Resume the passage on Jivdaya's bird rescue work during Uttarayan, starting right after its final sentence.

── SUPPLIED PASSAGE ──

Jivdaya invites a force of 50 veterinarians every year during the festival of Uttarayan, from across India and other countries. Among the species rescued in recent years have been various endangered and migratory birds.

JCT spends around 8 to 9 lakhs (US$12,000) on this campaign every year. This money goes to housing for visiting veterinarians, medical equipment and medicine.

During 2017 Jivdaya attended to more than 2,390 birds in Ahmedabad, approximately 490 of which died. In January 2019, JCT recorded 100 bird fatalities before Uttarayan even started. It treated around 945 birds during 14 and 15 January 2019 alone. The effort involved around 300 volunteers.

Vultures, which are already endangered because of the veterinary drug diclofenac, are of particular concern. The eggs of the critically endangered white-rumped vulture hatch in January, so during the kite-flying season the birds are scouting for food for their fledglings at least three times a day.

Birds whose feathers are damaged or clipped, for reasons including but not limited to collisions with kite strings, can now be treated with feather implants. JCT pioneered the technique in 2018. It is performed under anaesthesia.

───
── INFORMATION ──

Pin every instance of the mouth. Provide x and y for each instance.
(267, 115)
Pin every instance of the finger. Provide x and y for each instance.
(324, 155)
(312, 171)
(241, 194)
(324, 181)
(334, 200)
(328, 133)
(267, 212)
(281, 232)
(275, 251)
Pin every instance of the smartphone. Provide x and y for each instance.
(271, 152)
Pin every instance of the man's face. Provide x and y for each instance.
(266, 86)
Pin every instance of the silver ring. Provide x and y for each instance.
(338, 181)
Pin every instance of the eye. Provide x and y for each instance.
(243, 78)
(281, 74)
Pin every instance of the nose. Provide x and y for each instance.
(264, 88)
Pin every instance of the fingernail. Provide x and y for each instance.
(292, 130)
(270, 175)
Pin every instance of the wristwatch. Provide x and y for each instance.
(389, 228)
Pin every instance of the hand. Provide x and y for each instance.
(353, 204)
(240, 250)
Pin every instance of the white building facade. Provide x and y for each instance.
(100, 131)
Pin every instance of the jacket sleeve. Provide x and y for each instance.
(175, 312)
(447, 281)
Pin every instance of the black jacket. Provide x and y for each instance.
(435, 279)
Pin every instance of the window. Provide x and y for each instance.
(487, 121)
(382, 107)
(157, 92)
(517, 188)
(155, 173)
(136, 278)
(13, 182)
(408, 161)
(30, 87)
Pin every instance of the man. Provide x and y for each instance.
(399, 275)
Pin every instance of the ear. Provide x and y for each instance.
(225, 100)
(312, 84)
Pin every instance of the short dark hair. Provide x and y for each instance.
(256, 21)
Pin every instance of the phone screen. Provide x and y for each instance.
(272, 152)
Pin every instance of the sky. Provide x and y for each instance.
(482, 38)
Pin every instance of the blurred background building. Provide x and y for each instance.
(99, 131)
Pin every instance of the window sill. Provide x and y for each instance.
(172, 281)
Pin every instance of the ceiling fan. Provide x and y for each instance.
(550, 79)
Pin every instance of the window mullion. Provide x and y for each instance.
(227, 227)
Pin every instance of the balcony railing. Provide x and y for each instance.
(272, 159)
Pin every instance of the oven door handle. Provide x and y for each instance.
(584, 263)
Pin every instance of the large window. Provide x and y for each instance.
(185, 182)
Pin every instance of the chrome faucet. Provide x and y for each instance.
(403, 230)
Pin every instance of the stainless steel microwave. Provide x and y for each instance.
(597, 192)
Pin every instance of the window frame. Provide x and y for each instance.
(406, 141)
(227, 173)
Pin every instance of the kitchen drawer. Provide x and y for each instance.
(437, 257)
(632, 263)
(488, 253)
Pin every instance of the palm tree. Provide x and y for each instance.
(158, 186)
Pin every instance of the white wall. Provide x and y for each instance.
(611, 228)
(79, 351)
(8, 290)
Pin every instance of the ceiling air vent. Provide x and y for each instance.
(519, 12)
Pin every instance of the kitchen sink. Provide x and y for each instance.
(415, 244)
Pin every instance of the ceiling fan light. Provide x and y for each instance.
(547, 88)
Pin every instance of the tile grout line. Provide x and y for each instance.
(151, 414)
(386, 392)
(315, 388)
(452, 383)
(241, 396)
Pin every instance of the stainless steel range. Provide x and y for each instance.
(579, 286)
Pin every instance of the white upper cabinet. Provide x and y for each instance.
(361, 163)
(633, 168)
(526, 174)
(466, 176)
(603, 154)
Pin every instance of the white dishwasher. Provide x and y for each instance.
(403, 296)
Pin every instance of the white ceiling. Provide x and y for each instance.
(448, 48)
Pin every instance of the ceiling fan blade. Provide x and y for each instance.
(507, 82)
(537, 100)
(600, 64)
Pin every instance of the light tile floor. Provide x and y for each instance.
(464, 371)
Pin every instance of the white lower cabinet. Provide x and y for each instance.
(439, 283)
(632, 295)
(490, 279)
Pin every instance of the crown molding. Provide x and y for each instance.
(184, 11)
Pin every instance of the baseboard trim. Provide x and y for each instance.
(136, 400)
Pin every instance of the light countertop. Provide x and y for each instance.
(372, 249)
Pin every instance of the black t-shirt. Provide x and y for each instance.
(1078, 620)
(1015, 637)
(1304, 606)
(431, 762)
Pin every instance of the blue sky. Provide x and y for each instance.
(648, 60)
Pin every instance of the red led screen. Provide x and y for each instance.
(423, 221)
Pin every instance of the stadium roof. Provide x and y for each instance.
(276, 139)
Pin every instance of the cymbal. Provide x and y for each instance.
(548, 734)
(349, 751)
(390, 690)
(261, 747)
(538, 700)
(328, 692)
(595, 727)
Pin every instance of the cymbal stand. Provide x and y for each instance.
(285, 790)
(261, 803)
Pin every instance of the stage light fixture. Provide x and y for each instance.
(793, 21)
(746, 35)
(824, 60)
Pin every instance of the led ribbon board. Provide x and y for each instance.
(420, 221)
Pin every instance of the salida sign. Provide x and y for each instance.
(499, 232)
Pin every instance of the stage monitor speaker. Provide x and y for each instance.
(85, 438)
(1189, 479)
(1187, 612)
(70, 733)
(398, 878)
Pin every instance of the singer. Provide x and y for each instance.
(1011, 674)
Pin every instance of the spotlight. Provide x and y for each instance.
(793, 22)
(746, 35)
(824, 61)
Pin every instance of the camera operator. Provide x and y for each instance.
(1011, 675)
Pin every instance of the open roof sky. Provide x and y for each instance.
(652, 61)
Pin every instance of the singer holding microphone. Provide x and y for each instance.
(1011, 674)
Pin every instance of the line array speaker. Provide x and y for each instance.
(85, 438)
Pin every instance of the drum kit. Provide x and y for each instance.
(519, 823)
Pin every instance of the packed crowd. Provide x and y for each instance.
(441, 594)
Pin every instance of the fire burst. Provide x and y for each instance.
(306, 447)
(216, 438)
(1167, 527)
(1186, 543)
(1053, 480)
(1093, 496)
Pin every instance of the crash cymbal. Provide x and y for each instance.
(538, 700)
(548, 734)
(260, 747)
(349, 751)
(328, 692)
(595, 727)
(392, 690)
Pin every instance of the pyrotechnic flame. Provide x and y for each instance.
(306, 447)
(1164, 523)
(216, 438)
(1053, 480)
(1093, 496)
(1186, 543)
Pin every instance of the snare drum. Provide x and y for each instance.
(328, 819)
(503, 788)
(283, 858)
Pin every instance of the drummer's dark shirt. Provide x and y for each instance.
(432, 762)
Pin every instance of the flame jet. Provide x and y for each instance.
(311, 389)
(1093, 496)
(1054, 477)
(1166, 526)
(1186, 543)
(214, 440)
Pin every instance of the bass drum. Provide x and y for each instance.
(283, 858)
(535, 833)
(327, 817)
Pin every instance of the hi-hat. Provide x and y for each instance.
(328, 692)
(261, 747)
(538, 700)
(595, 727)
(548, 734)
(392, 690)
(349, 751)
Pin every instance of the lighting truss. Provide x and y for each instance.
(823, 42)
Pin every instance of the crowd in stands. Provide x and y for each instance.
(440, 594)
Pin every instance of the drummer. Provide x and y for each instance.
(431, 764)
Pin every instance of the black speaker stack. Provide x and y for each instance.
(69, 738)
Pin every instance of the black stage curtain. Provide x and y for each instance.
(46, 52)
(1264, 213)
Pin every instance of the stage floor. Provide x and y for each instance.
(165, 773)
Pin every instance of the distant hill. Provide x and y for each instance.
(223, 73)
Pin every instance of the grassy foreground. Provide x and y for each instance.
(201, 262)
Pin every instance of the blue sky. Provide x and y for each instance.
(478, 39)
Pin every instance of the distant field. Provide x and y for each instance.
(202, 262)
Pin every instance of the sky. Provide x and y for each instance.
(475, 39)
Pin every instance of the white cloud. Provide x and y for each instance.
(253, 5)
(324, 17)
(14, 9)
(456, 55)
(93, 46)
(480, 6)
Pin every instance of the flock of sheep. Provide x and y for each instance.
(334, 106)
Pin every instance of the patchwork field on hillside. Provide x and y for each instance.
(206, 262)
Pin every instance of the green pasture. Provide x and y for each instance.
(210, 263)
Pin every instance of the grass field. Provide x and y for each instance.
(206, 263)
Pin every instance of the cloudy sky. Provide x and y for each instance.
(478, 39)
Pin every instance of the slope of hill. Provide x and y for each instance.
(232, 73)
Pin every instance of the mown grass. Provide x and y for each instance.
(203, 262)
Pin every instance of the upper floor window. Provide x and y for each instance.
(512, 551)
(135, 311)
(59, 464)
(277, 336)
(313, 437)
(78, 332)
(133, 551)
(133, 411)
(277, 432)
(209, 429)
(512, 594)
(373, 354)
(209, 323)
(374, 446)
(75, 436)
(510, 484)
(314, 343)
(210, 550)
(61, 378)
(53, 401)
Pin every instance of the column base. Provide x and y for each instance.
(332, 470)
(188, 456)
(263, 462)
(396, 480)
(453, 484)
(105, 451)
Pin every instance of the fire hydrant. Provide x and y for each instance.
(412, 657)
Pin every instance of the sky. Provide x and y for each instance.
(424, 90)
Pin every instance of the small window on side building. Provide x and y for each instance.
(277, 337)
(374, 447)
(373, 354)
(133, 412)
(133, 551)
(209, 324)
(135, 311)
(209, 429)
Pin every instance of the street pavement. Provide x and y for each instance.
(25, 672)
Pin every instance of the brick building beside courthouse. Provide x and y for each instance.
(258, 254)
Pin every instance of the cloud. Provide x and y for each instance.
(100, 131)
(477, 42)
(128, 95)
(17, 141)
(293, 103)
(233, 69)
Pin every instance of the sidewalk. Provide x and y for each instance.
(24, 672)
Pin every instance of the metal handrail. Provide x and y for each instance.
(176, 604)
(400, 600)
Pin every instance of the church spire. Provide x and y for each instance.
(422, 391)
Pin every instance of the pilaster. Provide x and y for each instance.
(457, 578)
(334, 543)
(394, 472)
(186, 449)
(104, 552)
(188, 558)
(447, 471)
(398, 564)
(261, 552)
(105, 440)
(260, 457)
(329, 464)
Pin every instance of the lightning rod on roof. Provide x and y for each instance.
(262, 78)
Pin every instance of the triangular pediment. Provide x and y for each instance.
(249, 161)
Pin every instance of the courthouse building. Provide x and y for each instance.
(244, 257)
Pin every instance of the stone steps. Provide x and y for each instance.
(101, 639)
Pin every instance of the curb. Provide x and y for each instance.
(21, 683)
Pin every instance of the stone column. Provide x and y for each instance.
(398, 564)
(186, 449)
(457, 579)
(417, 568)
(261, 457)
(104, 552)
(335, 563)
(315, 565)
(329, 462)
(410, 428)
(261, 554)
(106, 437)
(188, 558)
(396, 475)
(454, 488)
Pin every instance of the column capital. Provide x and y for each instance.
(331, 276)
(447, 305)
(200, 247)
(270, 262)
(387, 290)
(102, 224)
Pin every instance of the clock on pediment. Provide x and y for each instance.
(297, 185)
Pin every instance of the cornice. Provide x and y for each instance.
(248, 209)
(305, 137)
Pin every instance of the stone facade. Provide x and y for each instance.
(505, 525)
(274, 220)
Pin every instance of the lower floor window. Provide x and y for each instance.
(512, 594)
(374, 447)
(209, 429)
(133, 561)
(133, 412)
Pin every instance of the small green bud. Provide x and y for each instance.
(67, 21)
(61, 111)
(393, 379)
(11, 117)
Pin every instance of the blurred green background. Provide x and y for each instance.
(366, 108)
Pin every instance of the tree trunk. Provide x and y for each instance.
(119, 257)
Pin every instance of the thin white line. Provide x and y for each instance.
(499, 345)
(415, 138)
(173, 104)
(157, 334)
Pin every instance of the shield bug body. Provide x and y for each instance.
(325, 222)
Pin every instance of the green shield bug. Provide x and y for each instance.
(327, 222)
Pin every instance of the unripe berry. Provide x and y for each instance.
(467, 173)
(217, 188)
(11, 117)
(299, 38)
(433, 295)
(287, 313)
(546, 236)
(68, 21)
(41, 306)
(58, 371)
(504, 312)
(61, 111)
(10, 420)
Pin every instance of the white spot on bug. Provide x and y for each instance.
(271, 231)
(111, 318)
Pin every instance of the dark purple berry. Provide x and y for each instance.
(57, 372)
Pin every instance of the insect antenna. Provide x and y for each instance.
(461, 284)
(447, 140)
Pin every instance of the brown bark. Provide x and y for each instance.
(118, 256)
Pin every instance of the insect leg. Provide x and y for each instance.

───

_ANSWER FOR THE TASK:_
=== Blood donation by dogs ===
Whenever a dog is need of blood, JCT uses another dog with the same blood group as a blood donor. JCT was the first non-governmental organisation to successfully implement this technique in Ahmedabad. The initial use of the technique was sparked by necessity when a dog that had been in an accident and lost a lot of blood was brought in.

== Awards and internship programs ==
Jivdaya provides various internship programs to students from UK and US every year. The students come to the hospital to get training. It also has specialists from India and abroad come to its hospital year-round to help in the treatment of animals and also to take various workshop and sessions with the existing faculty and staff. Among awards won by JCT was the One Show Award in New York in May 2016.